_PROBLEMS TO WORK ON_.
• a. In the proof, what can 3 be replaced by, according to the remark at its end?
• b. Change "induction" to "recursion" in everything from "Consider the HNN-extension" down to "replaced by 2." in the proof, and give that part back.

_QUOTED TEXT_.
----

Proof: Let $G = \{ 1 = g_{0}, g_{1}, \ldots\}$.  Consider $G \ast \mathbb{Z} = G \ast \langle s \rangle$.  This has some nice free subgroups, unlike $G$:  Let $s_{n} = g_{n}s^{n}$.  Let $\Sigma_{1} = \{ s_{n} \vert n \geq 1\}$.  By the Normal Form Theorem, $\langle \Sigma_{1} \rangle \cong F_{\Sigma_{1}}$ (basically since there will always be some g’s between the s’s whenever you multiply any two elements together).  Let $\Sigma_{2} = \{ s_{n} \vert n \geq 2\}$.  Again, $\langle \Sigma_{2} \rangle \cong F_{\Sigma_{2}}$.  Since $latex\Sigma_{1}$ and $\Sigma_{2}$ are both countable, $F_{\Sigma_{1}} \cong F_{\Sigma_{2}}$.

Consider the HNN-extension $\Gamma = (G \ast \langle s \rangle)\ast_{F_{\Sigma_{1}} \tilde F_{\Sigma_{2}}}$ and let t be the stable letter.  For every $n \geq 1$, $ts_{n}t^{-1} = s_{n+1}$.  But $\Gamma$ is generated by $g_{1}$, $s$, and $t$: $s_{n+1} = ts_{n}t^{-1}$, so $g_{n+1}s^{n+1} = tg_{n}s^{n}t^{-1}$ or $g_{n+1} = tg_{n}s^{n}t^{-1}s^{-n-1}$.  So by induction $g_{n} \in \langle g_{1}, s, t \rangle$. for all n.  But by construction $\Gamma$ is generated by $\Sigma_{1} \cup \{ s\} \cup \{ t \}$. $\square$

Remark: In fact 3 can be replaced by 2.

----

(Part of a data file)
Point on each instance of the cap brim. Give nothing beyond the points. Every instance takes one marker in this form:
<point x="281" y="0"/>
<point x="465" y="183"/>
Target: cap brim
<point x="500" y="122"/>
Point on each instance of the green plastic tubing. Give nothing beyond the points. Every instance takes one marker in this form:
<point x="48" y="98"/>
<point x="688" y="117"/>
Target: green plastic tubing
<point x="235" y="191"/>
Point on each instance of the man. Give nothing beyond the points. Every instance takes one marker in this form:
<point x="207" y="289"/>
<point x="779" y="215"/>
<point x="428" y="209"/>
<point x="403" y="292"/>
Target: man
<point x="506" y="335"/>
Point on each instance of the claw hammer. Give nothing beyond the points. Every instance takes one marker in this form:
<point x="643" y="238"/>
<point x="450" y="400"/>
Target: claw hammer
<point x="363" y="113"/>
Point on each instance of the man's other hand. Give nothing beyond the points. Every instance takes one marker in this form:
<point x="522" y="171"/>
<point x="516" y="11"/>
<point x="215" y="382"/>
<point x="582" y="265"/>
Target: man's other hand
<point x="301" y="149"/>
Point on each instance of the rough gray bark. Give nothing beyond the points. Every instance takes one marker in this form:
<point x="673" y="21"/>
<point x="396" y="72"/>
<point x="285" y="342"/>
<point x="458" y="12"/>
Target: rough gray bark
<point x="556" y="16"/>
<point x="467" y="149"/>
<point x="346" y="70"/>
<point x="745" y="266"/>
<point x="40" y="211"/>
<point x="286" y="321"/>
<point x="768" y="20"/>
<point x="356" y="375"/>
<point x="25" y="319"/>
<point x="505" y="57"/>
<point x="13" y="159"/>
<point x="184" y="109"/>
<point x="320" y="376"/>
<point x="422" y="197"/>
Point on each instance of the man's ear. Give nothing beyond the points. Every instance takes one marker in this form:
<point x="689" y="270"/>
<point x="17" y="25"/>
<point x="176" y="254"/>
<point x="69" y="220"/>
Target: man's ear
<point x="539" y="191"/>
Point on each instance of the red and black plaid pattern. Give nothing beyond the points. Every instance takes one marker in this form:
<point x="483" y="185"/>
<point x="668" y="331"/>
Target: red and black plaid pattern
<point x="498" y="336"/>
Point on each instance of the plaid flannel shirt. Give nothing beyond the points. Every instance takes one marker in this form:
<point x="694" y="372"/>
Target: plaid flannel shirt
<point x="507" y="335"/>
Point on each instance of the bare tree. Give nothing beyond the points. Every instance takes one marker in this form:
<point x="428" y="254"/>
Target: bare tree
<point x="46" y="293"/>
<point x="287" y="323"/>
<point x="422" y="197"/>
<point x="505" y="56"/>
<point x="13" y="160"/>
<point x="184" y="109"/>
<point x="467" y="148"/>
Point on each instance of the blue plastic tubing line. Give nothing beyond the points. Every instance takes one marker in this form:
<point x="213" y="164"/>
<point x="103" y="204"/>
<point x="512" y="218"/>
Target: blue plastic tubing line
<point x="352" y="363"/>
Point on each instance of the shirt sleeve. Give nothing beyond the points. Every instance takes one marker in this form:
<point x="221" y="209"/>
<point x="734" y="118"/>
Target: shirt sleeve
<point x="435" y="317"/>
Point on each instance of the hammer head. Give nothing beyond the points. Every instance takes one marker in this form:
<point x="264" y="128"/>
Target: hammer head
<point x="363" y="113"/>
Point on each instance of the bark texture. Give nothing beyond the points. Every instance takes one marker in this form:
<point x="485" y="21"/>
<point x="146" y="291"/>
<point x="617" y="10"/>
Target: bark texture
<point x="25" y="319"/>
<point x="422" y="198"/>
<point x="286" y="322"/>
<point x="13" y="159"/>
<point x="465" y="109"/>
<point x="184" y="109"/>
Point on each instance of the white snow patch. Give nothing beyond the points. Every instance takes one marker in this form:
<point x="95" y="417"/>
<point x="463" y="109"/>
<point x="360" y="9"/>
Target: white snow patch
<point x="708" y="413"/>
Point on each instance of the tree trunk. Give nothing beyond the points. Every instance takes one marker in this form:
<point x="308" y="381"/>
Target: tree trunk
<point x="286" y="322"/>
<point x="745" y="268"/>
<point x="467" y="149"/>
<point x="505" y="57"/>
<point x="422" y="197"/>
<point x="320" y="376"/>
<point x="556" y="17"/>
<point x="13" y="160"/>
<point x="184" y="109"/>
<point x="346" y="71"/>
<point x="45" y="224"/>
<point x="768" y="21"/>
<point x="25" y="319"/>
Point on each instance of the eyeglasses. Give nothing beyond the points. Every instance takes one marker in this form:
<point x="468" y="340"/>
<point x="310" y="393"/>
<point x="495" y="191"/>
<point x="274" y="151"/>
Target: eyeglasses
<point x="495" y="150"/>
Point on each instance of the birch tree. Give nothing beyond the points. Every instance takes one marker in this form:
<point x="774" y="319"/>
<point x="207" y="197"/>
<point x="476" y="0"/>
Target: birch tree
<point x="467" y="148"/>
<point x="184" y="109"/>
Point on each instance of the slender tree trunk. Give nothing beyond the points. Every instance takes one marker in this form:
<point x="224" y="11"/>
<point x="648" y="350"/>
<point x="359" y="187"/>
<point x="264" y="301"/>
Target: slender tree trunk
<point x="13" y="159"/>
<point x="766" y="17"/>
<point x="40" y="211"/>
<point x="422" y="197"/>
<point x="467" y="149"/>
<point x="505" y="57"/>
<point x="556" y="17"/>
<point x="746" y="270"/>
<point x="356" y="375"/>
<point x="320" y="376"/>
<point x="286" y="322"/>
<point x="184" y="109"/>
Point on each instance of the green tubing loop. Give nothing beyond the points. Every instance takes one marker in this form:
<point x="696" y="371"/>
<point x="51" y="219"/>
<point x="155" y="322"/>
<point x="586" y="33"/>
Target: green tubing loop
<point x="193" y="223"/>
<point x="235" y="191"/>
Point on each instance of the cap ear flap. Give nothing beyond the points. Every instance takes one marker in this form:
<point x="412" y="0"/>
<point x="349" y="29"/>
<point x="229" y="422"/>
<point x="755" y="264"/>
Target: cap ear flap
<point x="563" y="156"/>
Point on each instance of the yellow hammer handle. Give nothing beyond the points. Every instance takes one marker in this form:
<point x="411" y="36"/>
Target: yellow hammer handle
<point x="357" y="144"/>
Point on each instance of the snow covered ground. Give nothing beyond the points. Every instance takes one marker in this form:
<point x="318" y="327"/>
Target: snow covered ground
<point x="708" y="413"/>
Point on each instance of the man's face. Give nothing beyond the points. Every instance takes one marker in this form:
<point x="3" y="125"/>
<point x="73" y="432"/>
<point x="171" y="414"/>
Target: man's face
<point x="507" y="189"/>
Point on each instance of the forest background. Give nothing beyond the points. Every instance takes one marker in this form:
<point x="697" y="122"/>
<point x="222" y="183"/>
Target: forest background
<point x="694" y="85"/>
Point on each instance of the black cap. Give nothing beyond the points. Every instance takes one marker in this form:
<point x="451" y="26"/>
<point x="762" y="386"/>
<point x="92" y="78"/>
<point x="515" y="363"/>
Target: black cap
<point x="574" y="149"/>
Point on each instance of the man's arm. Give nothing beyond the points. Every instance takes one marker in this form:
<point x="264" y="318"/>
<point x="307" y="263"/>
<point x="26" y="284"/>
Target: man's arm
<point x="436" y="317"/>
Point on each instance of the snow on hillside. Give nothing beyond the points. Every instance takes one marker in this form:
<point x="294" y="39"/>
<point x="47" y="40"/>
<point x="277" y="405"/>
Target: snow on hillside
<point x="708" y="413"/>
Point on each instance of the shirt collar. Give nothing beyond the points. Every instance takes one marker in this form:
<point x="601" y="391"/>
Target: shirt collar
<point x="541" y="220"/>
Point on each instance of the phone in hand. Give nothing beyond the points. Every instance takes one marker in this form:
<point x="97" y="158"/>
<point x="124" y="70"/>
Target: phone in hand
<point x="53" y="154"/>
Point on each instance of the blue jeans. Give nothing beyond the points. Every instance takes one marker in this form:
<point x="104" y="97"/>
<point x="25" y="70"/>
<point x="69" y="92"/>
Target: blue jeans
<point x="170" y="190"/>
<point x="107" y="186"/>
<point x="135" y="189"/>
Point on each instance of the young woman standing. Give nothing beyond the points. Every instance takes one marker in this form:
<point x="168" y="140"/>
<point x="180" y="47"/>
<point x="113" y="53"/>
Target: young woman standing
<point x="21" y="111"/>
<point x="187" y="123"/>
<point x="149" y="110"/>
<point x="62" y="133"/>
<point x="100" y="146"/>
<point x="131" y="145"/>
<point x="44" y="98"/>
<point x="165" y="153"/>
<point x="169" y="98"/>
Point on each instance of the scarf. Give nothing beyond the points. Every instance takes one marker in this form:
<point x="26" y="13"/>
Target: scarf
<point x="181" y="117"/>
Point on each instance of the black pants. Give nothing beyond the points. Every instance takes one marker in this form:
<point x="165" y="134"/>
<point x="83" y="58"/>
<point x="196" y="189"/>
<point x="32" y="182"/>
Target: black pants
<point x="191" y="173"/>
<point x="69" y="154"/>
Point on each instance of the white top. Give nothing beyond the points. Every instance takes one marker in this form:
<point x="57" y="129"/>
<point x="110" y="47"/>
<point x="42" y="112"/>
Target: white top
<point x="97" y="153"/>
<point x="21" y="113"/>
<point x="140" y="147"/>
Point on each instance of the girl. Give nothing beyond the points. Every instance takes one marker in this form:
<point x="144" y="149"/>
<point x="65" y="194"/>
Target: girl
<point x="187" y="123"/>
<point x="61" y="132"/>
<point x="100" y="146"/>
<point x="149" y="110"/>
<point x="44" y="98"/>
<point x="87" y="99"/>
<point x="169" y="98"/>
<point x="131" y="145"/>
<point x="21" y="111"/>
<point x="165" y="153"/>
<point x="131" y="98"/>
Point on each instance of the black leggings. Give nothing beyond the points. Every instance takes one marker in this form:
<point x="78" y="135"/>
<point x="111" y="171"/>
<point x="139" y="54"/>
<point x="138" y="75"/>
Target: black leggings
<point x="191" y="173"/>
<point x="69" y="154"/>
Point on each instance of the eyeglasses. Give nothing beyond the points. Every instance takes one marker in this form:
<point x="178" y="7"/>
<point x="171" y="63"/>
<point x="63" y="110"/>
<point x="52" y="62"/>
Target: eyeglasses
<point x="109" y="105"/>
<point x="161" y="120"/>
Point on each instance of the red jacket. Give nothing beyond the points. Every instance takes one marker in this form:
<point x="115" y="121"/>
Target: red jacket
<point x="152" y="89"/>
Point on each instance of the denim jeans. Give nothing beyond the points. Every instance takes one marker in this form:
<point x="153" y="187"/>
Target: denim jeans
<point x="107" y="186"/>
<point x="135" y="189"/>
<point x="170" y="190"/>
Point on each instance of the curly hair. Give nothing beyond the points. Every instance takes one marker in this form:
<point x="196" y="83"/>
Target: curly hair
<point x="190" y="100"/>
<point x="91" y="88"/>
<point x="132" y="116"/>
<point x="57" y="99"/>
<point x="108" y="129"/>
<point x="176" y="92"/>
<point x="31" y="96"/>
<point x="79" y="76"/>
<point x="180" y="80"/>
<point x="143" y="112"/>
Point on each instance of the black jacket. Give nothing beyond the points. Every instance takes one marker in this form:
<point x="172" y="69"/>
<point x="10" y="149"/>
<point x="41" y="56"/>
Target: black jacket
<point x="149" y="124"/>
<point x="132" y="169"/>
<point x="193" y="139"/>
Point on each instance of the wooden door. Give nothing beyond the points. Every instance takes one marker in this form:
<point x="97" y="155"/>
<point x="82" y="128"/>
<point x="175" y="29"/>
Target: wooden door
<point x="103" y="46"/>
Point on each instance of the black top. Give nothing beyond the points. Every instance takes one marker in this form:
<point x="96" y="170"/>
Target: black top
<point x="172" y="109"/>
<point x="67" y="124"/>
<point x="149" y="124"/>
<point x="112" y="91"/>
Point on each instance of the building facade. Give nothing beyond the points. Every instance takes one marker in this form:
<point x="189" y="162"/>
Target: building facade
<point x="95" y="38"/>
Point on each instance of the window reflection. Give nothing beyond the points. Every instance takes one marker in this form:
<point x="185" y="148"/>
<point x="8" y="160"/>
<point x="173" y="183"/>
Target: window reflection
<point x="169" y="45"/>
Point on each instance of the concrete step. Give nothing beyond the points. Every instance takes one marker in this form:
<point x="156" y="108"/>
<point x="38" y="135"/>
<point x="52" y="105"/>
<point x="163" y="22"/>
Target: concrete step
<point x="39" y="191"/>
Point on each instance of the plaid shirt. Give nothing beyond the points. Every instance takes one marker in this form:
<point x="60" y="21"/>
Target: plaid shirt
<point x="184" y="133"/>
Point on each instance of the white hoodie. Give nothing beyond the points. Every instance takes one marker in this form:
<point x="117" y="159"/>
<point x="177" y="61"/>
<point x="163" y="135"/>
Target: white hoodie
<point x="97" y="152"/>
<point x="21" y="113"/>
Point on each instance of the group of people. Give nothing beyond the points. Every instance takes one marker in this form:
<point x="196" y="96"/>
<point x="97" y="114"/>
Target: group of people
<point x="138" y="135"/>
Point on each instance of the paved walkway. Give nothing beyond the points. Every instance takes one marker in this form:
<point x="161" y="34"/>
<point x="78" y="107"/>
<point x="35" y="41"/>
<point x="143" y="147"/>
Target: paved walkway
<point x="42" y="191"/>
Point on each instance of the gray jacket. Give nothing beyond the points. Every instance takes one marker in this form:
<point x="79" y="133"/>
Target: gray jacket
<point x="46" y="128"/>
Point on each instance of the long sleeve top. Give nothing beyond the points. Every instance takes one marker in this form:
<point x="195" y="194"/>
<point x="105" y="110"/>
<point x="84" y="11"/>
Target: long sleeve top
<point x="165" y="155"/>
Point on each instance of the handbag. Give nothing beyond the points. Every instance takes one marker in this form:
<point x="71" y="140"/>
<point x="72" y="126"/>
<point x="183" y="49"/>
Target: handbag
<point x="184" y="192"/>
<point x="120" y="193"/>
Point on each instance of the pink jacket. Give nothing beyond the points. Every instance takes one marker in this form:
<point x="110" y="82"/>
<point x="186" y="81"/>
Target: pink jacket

----

_RESPONSES BY TASK_.
• a. 2

• b.
Consider the HNN-extension $\Gamma = (G \ast \langle s \rangle)\ast_{F_{\Sigma_{1}} \tilde F_{\Sigma_{2}}}$ and let t be the stable letter.  For every $n \geq 1$, $ts_{n}t^{-1} = s_{n+1}$.  But $\Gamma$ is generated by $g_{1}$, $s$, and $t$: $s_{n+1} = ts_{n}t^{-1}$, so $g_{n+1}s^{n+1} = tg_{n}s^{n}t^{-1}$ or $g_{n+1} = tg_{n}s^{n}t^{-1}s^{-n-1}$.  So by recursion $g_{n} \in \langle g_{1}, s, t \rangle$. for all n.  But by construction $\Gamma$ is generated by $\Sigma_{1} \cup \{ s\} \cup \{ t \}$. $\square$

Remark: In fact 3 can be replaced by 2.